Dataset records =>
────────

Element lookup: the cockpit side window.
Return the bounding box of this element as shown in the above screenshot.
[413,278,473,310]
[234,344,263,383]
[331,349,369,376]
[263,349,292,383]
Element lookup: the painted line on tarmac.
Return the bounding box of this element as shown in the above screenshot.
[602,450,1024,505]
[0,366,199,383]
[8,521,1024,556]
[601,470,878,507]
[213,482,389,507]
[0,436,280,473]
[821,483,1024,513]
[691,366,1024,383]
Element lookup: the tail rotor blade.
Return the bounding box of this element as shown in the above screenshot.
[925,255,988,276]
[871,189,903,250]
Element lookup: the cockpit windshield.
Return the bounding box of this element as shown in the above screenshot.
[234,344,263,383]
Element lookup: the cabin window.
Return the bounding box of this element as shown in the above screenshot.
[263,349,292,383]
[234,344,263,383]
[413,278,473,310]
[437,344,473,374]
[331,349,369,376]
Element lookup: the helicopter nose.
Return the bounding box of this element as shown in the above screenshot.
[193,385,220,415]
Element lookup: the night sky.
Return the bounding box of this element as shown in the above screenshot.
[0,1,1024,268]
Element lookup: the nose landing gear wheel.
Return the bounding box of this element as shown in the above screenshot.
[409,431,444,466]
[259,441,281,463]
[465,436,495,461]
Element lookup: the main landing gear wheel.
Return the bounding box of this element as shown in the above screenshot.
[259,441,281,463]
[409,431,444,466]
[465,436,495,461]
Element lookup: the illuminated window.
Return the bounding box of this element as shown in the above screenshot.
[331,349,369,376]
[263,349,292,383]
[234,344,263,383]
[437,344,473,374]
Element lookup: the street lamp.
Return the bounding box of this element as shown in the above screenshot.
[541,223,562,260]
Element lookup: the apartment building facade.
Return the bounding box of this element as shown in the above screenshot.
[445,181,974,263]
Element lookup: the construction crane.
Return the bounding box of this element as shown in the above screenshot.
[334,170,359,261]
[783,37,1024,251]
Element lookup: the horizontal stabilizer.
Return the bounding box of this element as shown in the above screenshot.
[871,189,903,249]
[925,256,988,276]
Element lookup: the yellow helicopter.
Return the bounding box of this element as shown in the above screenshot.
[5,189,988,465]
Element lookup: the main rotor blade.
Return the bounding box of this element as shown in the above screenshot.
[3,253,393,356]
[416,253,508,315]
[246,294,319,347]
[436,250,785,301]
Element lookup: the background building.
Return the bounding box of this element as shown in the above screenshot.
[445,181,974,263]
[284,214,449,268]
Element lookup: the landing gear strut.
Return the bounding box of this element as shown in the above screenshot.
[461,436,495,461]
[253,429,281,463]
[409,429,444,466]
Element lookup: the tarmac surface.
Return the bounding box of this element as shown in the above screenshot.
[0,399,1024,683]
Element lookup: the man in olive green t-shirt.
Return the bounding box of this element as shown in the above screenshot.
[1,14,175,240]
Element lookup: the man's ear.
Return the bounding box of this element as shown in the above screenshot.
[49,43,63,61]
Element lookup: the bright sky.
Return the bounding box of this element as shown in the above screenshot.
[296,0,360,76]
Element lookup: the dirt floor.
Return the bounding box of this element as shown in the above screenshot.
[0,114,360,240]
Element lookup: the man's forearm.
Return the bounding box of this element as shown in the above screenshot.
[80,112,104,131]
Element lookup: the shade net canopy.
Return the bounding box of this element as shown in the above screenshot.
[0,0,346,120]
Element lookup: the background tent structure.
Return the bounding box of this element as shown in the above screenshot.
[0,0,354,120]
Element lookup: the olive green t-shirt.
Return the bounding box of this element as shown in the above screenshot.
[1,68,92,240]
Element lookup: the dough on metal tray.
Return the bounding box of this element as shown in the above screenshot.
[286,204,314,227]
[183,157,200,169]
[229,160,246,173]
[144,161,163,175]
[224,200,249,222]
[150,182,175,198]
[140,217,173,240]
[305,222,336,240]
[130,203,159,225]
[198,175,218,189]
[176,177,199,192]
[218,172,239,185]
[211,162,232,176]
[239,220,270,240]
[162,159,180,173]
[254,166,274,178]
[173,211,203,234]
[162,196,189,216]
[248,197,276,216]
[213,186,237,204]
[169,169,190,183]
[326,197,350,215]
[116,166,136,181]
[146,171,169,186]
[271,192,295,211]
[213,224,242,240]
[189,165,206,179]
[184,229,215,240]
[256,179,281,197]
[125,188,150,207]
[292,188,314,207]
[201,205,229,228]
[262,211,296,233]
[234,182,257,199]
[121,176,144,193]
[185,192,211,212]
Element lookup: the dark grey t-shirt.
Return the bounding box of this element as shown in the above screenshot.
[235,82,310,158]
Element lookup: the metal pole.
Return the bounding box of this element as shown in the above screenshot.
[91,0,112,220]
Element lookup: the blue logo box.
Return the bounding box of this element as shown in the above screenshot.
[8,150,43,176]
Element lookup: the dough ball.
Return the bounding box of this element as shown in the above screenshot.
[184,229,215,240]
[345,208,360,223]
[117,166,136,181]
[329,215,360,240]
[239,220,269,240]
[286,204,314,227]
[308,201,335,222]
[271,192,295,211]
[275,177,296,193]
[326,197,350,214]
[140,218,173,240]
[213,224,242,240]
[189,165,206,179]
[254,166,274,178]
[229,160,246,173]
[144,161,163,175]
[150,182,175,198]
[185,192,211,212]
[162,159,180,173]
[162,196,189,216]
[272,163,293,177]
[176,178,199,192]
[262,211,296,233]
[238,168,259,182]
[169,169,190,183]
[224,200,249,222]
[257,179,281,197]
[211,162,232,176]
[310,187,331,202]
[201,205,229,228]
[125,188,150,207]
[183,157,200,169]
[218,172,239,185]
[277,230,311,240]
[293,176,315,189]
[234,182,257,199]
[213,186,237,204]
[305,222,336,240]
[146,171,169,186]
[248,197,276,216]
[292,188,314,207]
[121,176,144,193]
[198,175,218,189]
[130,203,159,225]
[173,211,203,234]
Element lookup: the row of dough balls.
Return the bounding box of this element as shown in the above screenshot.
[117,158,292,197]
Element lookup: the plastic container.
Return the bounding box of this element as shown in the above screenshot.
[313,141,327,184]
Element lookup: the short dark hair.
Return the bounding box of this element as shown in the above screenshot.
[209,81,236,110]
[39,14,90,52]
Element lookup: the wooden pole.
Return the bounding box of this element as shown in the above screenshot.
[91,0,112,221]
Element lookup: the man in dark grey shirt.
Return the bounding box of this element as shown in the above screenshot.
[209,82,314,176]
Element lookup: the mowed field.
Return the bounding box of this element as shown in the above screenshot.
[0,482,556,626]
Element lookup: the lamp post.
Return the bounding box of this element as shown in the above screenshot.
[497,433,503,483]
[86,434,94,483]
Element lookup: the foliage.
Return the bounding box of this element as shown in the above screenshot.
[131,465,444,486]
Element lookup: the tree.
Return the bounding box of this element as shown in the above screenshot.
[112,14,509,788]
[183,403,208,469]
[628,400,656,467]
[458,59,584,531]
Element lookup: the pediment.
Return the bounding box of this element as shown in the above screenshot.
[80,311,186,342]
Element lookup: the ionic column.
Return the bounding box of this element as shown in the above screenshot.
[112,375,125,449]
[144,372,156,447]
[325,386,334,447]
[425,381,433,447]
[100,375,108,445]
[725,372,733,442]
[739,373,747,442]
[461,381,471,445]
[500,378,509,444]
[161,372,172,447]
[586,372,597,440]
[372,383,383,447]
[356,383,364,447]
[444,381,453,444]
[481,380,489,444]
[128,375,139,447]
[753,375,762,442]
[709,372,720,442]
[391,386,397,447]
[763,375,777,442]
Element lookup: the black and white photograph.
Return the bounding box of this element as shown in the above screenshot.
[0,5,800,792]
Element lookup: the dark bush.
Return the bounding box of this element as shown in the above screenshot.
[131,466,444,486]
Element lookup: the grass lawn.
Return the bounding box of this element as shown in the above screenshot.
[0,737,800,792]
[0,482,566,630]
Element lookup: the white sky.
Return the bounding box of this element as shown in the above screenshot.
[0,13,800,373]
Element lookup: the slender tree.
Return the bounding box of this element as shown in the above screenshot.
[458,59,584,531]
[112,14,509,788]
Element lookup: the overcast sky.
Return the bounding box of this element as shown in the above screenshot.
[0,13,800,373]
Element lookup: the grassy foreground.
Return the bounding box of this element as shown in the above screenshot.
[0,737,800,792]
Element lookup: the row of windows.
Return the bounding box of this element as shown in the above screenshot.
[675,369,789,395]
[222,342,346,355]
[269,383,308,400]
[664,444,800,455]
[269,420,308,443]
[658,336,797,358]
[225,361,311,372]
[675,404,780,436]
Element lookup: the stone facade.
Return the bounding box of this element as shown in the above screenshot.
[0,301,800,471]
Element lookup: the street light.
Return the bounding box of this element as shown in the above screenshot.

────────

Stated task =>
Copy the rows above word for word, starting with the line that contains "Element lookup: the wooden pole." and ending with the line that contains "[86,434,94,483]", with both of those lines included.

Answer below =>
Element lookup: the wooden pole.
Return the bounding box of this element as shown in the above screenshot.
[91,0,112,221]
Element lookup: the man in dark grey shirt.
Return the bounding box of this element as shown in the above screenshot.
[209,82,314,176]
Element lookup: the mowed field.
Return the bounding box of this element as shown in the above screenshot.
[0,482,556,626]
Element lookup: the lamp post.
Return the bounding box of this element as shown in the above screenshot.
[497,433,503,483]
[86,434,94,483]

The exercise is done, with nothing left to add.